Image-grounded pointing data
━━━━━━

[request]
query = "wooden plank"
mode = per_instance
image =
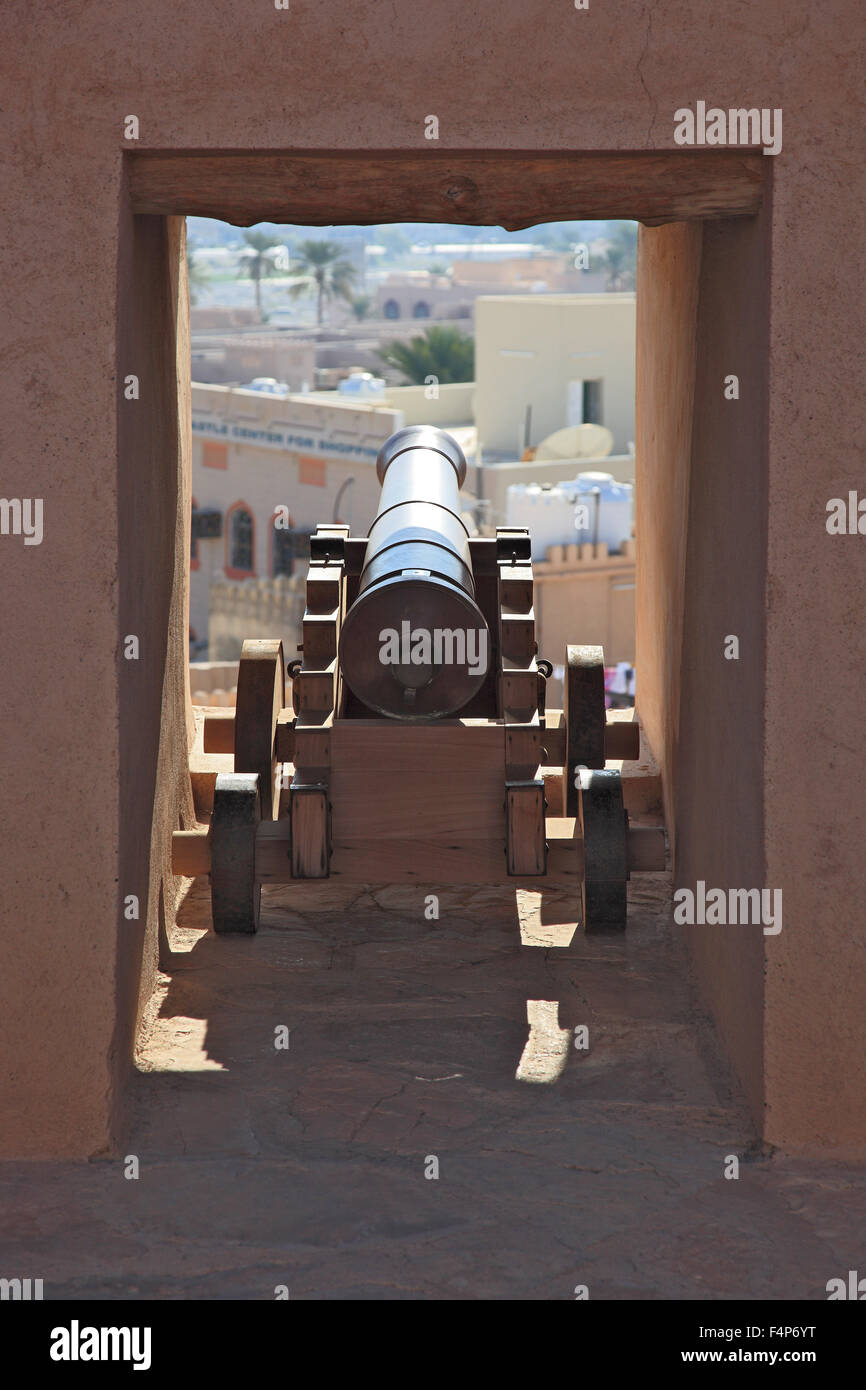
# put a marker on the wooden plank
(508, 188)
(437, 805)
(320, 638)
(523, 744)
(382, 745)
(316, 691)
(284, 738)
(310, 830)
(517, 637)
(519, 694)
(516, 588)
(324, 584)
(218, 731)
(622, 740)
(526, 826)
(312, 744)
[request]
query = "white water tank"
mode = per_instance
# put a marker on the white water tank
(613, 502)
(552, 516)
(546, 510)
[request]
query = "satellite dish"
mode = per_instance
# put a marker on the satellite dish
(576, 442)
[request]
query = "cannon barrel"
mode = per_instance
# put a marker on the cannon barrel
(414, 644)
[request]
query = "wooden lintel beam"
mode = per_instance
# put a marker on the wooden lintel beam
(508, 188)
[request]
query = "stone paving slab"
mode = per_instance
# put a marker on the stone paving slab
(416, 1040)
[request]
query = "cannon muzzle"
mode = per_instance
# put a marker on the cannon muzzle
(414, 644)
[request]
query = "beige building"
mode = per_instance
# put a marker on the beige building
(569, 359)
(253, 455)
(588, 598)
(241, 357)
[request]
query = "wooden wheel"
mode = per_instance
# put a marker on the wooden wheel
(260, 699)
(605, 830)
(235, 895)
(585, 717)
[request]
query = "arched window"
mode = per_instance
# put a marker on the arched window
(239, 542)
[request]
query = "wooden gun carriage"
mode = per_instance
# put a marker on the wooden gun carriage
(419, 738)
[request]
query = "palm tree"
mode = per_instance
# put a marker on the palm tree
(323, 267)
(444, 353)
(257, 260)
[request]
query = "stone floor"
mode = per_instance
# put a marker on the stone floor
(416, 1043)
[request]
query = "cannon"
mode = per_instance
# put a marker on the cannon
(419, 747)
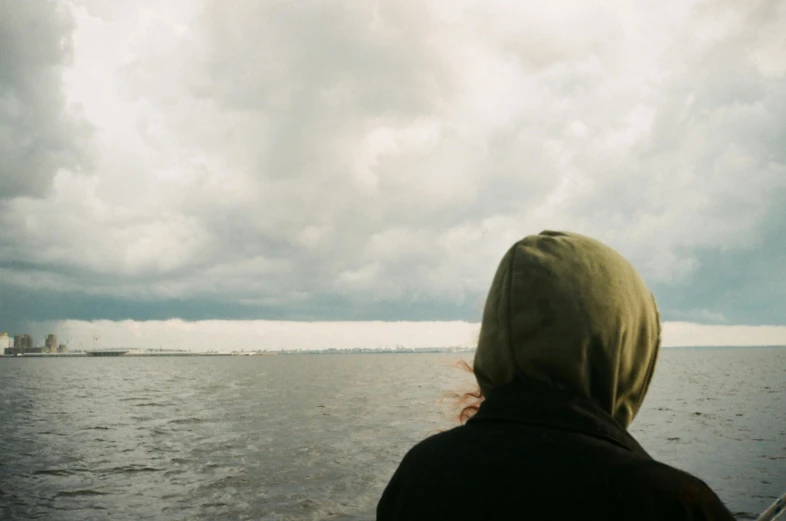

━━━━━━

## THE PROBLEM
Transcribe the data exactly, minus any images.

## OUTPUT OF THE TASK
[request]
query = "wooden plank"
mode = per_instance
image =
# put a marker on the wooden plank
(508, 188)
(437, 805)
(320, 638)
(523, 744)
(382, 745)
(316, 691)
(284, 738)
(310, 830)
(517, 637)
(519, 694)
(516, 588)
(324, 584)
(218, 731)
(622, 740)
(526, 826)
(312, 744)
[request]
query = "white water tank"
mode = per_instance
# put a marker on the white water tank
(613, 502)
(552, 516)
(546, 510)
[request]
query = "satellite dish"
mode = per_instance
# put a marker on the satellite dish
(576, 442)
[request]
query = "cannon barrel"
mode = per_instance
# put a marker on the cannon barrel
(414, 644)
[request]
query = "wooden lintel beam"
mode = per_instance
# put a marker on the wooden lintel beam
(508, 188)
[request]
query = "stone paving slab"
mode = per_instance
# put a marker on the stone paving slab
(416, 1040)
[request]
query = "cannon muzzle"
mode = per_instance
# put a marker on the cannon muzzle
(414, 644)
[request]
query = "beige building"
mode = per_instance
# put a marker on the beige building
(569, 359)
(253, 455)
(588, 598)
(241, 357)
[request]
query = "wooden wheel"
mode = per_instance
# put a marker on the wooden wheel
(260, 699)
(605, 830)
(235, 895)
(585, 717)
[request]
query = "arched window"
mode = per_instance
# put a marker on the arched window
(239, 542)
[request]
query = "wooden gun carriage"
mode = per_instance
# put a marker on the wooden gun carriage
(419, 738)
[request]
query = "palm tree"
mode = per_instance
# put a marker on the palm tree
(323, 267)
(444, 353)
(257, 260)
[request]
query = "stone floor"
mode = per_instance
# put a marker on the stone floor
(416, 1043)
[request]
query = "cannon"
mode = per_instance
# put a marker on the cannon
(419, 747)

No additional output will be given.